Start of PROVIDED INFORMATION
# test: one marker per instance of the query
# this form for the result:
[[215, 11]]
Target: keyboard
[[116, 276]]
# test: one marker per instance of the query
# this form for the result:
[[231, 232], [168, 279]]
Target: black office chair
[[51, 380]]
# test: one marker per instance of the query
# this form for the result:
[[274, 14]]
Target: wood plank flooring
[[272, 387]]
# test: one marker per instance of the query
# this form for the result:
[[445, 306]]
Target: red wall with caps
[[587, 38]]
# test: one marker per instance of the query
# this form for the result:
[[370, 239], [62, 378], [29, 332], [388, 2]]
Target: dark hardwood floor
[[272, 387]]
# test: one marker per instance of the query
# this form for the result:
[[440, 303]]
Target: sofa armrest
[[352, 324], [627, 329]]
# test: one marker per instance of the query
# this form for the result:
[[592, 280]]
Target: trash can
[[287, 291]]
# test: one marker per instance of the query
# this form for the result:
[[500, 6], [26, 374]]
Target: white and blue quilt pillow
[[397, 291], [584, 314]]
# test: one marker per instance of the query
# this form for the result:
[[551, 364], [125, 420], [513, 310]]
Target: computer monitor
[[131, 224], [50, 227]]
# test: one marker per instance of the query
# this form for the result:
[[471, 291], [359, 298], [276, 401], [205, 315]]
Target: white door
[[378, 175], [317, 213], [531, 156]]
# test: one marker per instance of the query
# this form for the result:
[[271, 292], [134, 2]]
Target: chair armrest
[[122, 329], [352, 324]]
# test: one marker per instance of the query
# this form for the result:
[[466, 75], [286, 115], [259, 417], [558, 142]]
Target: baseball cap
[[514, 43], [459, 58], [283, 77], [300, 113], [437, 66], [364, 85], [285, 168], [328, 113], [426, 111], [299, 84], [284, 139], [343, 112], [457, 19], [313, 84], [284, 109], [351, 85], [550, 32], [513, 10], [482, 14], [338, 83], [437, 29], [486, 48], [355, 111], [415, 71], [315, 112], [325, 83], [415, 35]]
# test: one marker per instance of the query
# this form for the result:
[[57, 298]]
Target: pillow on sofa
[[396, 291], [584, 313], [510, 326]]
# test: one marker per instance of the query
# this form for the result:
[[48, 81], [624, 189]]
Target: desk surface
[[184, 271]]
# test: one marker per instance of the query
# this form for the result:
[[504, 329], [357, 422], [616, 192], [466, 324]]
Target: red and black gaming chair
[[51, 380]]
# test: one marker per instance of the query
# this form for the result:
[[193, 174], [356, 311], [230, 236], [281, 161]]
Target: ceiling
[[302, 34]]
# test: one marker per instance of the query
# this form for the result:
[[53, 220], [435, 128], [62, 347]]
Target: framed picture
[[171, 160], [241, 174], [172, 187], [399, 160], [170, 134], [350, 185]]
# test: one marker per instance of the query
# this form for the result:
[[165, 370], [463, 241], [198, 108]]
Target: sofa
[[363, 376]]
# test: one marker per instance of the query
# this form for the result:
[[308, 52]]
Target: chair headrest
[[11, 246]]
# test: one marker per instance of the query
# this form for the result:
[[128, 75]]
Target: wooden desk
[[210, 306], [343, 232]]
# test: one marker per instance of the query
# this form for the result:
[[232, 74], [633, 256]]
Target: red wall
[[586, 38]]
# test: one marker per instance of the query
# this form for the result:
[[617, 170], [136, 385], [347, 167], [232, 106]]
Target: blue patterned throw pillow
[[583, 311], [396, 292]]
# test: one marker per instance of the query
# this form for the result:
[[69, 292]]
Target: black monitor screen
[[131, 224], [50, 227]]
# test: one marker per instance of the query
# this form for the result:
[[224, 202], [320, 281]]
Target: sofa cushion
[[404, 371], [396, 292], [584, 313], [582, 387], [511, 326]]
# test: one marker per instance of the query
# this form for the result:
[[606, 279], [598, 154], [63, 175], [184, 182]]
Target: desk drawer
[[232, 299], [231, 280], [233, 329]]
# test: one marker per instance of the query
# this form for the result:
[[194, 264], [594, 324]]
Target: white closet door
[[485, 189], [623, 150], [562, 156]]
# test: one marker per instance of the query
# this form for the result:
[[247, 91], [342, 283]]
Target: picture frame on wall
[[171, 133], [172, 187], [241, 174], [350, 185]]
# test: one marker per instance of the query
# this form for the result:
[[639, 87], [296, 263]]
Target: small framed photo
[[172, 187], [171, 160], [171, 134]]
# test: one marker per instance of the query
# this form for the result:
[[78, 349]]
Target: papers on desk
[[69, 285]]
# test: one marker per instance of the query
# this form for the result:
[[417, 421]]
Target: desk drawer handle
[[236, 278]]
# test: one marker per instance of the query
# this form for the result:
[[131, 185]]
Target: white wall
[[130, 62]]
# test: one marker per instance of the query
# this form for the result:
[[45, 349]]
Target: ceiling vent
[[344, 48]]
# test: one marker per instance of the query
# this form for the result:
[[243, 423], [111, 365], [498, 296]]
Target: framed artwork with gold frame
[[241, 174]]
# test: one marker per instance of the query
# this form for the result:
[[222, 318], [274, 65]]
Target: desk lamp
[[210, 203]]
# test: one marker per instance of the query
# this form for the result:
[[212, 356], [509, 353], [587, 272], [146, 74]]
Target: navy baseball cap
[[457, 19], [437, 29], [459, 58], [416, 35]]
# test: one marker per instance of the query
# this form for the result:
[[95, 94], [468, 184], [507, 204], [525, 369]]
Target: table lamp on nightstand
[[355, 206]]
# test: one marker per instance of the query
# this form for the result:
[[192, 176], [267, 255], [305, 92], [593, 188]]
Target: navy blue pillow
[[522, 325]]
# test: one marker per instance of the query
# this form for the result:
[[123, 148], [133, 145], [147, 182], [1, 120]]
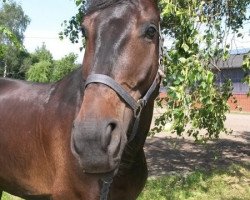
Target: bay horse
[[62, 140]]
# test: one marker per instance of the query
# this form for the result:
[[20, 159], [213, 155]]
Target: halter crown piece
[[136, 106]]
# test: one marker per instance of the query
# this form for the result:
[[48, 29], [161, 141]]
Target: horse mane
[[93, 5]]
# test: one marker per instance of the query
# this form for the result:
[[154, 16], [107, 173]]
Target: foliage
[[199, 30], [43, 68], [63, 67], [229, 183], [40, 72], [13, 23]]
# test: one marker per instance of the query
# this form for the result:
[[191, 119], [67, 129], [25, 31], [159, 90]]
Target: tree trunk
[[5, 69]]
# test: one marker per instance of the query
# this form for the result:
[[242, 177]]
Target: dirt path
[[173, 154]]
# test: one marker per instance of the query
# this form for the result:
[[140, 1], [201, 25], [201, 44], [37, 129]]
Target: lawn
[[228, 184]]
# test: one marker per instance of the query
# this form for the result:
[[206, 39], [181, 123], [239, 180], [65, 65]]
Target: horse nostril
[[107, 135]]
End of PROVIDED INFORMATION
TASK STATEMENT:
Reprint the entries above exactly, images removed.

RESULT OF THIS TASK:
# test: one marker per instance of the query
# this form for the result:
[[215, 11]]
Target: keyboard
[[116, 276]]
# test: one marker per instance of the query
# this form for the result:
[[231, 232], [168, 279]]
Target: black office chair
[[51, 380]]
# test: one marker per instance of the query
# this form for the result:
[[274, 14]]
Target: wood plank flooring
[[272, 387]]
# test: one marker per instance of the query
# this form for the result:
[[445, 306]]
Target: red wall with caps
[[587, 38]]
# test: one marker per instance of the query
# this form for the result:
[[370, 239], [62, 378], [29, 332], [388, 2]]
Target: dark hardwood floor
[[272, 387]]
# test: one marker per instance of the query
# this form for the result:
[[440, 303]]
Target: sofa armrest
[[352, 324], [627, 329]]
# test: one marker per instance of the query
# this form for the result:
[[592, 280]]
Target: trash can
[[287, 291]]
# test: one marker per instance of the query
# this form for the result:
[[500, 6], [26, 374]]
Target: white and blue quilt pillow
[[397, 291], [584, 314]]
# test: one marker per instance of the query
# this form for the result:
[[551, 364], [125, 420], [513, 310]]
Target: computer monitor
[[131, 224], [50, 227]]
# test: one marker per instance of the query
# this form for the result:
[[471, 291], [359, 298], [276, 401], [205, 315]]
Target: white door
[[378, 175], [317, 213], [531, 156]]
# test: one marker per instance of the query
# this form for the result:
[[271, 292], [134, 2]]
Target: chair armrest
[[122, 329], [352, 324]]
# test: one marker per instance of the query
# this form for the result:
[[466, 75], [286, 115], [259, 417], [558, 142]]
Target: baseball cap
[[514, 43], [459, 58], [283, 77], [300, 113], [437, 66], [364, 85], [285, 168], [328, 113], [426, 111], [299, 84], [284, 139], [343, 112], [457, 19], [313, 84], [284, 109], [351, 85], [550, 32], [513, 10], [482, 14], [338, 83], [437, 29], [486, 48], [355, 111], [415, 71], [315, 112], [325, 83], [415, 35]]
# test: one marker per instance of the query
# this form for the result:
[[57, 298]]
Target: pillow on sofa
[[396, 291], [584, 313], [510, 326]]
# test: one marker per instance of the query
# this form for the result:
[[48, 81], [624, 189]]
Target: desk surface
[[184, 271]]
# test: one marker per instance of the query
# this form for the result:
[[504, 329], [357, 422], [616, 192], [466, 324]]
Target: red and black gaming chair
[[51, 380]]
# test: one marker per instance of the query
# this form for the result:
[[193, 174], [356, 311], [230, 236], [281, 161]]
Target: ceiling
[[302, 34]]
# test: one marker per instance of the query
# this form for the result:
[[53, 220], [435, 128], [62, 347]]
Target: framed picture
[[171, 160], [241, 174], [172, 187], [399, 160], [170, 134], [350, 185]]
# test: one marker per instance of the query
# this form for the result:
[[165, 370], [463, 241], [198, 108]]
Target: sofa
[[363, 376]]
# test: one marker per instance of the query
# this form for the result:
[[308, 52]]
Target: chair headrest
[[11, 246]]
# test: one marker per instance of the query
# this form for the result:
[[128, 75]]
Target: wooden desk
[[210, 306], [343, 232]]
# test: one marker per instance of the query
# this form for the result:
[[232, 74], [633, 256]]
Target: red wall
[[586, 38]]
# test: one marker per instance of the query
# this form for the result:
[[617, 170], [136, 385], [347, 167], [232, 106]]
Target: blue patterned throw pillow
[[583, 311], [396, 292]]
# test: one marker per instance of the query
# this form for the result:
[[69, 292]]
Target: black monitor screen
[[131, 224], [50, 227]]
# test: one marker per instance of the query
# this form for the result:
[[224, 202], [320, 281]]
Target: sofa cushion
[[404, 371], [396, 292], [584, 313], [582, 387], [511, 326]]
# test: one marker per instance of the query
# this form for the result:
[[606, 279], [598, 154], [63, 175], [184, 182]]
Target: desk drawer
[[232, 299], [231, 280], [233, 329]]
# test: one marker per instance of the query
# this form for the result:
[[194, 264], [594, 324]]
Target: white closet door
[[485, 189], [623, 150], [562, 156]]
# test: one marker per instance of the query
# this form for the result:
[[247, 91], [342, 283]]
Target: picture frame on wall
[[171, 133], [172, 187], [241, 174], [350, 185]]
# test: one marker per instance of the query
# this form for the result:
[[639, 87], [296, 263]]
Target: small framed photo
[[172, 187], [171, 160], [171, 134]]
# test: one marker per instance of the query
# this form for the result:
[[78, 349]]
Target: papers on desk
[[69, 285]]
# test: one marker per instance of the query
# this form for the result:
[[417, 421]]
Target: desk drawer handle
[[236, 278]]
# test: one marker per instance of the query
# this form for the result:
[[131, 185]]
Target: white wall
[[130, 62]]
# test: one marker per instance of the query
# this form for the result:
[[45, 349]]
Target: ceiling vent
[[344, 48]]
# test: one marker per instance of the query
# this form for the result:
[[243, 423], [111, 365], [498, 296]]
Target: framed artwork with gold frame
[[241, 174]]
# test: one marker per instance of the query
# this form for the result:
[[222, 318], [274, 65]]
Target: desk lamp
[[210, 203]]
# test: one marker per instance of the query
# this form for the result:
[[212, 356], [509, 353], [587, 272], [146, 74]]
Target: navy baseball cap
[[457, 19], [437, 29], [459, 58], [416, 35]]
# test: one marker per instance of the query
# this form for the result:
[[95, 94], [468, 184], [507, 204], [525, 369]]
Target: table lamp on nightstand
[[355, 206]]
# test: one marker per instance of the query
# this form for the result:
[[192, 176], [267, 255], [305, 92], [593, 188]]
Target: navy blue pillow
[[522, 325]]
# test: one marker per instance of the query
# this form for the result:
[[123, 148], [133, 145], [147, 182], [1, 120]]
Target: bay horse
[[62, 140]]
# test: one marker per instance of the query
# this form for the result:
[[20, 159], [213, 155]]
Target: halter crown piece
[[136, 106]]
# test: one marker per instance of the query
# this form for the result:
[[48, 29], [161, 141]]
Target: horse mane
[[93, 5]]
# test: one marker per instance of the query
# this form for the result:
[[154, 16], [107, 173]]
Target: foliage
[[199, 30], [43, 68], [63, 67], [229, 183], [40, 72], [13, 23]]
# test: one marker per instance of the query
# this form for the result:
[[191, 119], [67, 129], [25, 31], [159, 90]]
Target: tree trunk
[[5, 69]]
# test: one marker per instance of the query
# this form for the result:
[[242, 177]]
Target: dirt path
[[173, 154]]
# test: one marker per instance of the query
# this form for the result:
[[140, 1], [201, 25], [201, 44], [37, 129]]
Target: lawn
[[228, 184]]
# test: one marker per instance of the query
# this form for the result:
[[206, 39], [181, 123], [239, 180], [65, 65]]
Target: horse nostril
[[107, 135]]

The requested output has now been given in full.